## EXERCISE
Rewrite these records as a numbered list, omitting blank lines.

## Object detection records
-------

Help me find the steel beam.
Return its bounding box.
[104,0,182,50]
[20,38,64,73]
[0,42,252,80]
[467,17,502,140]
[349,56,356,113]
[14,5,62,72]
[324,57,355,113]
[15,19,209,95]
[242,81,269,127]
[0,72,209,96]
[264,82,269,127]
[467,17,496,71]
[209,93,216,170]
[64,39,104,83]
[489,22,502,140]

-------

## RESPONSE
1. Help me find the steel beam.
2. Return its bounding box.
3. [104,0,182,50]
4. [20,38,64,73]
5. [0,42,252,80]
6. [467,17,502,140]
7. [349,56,356,113]
8. [14,5,62,72]
9. [324,57,355,113]
10. [15,19,209,95]
11. [242,81,269,127]
12. [0,72,209,96]
13. [264,82,269,127]
14. [467,17,496,71]
15. [209,93,216,170]
16. [64,39,104,83]
17. [489,22,502,140]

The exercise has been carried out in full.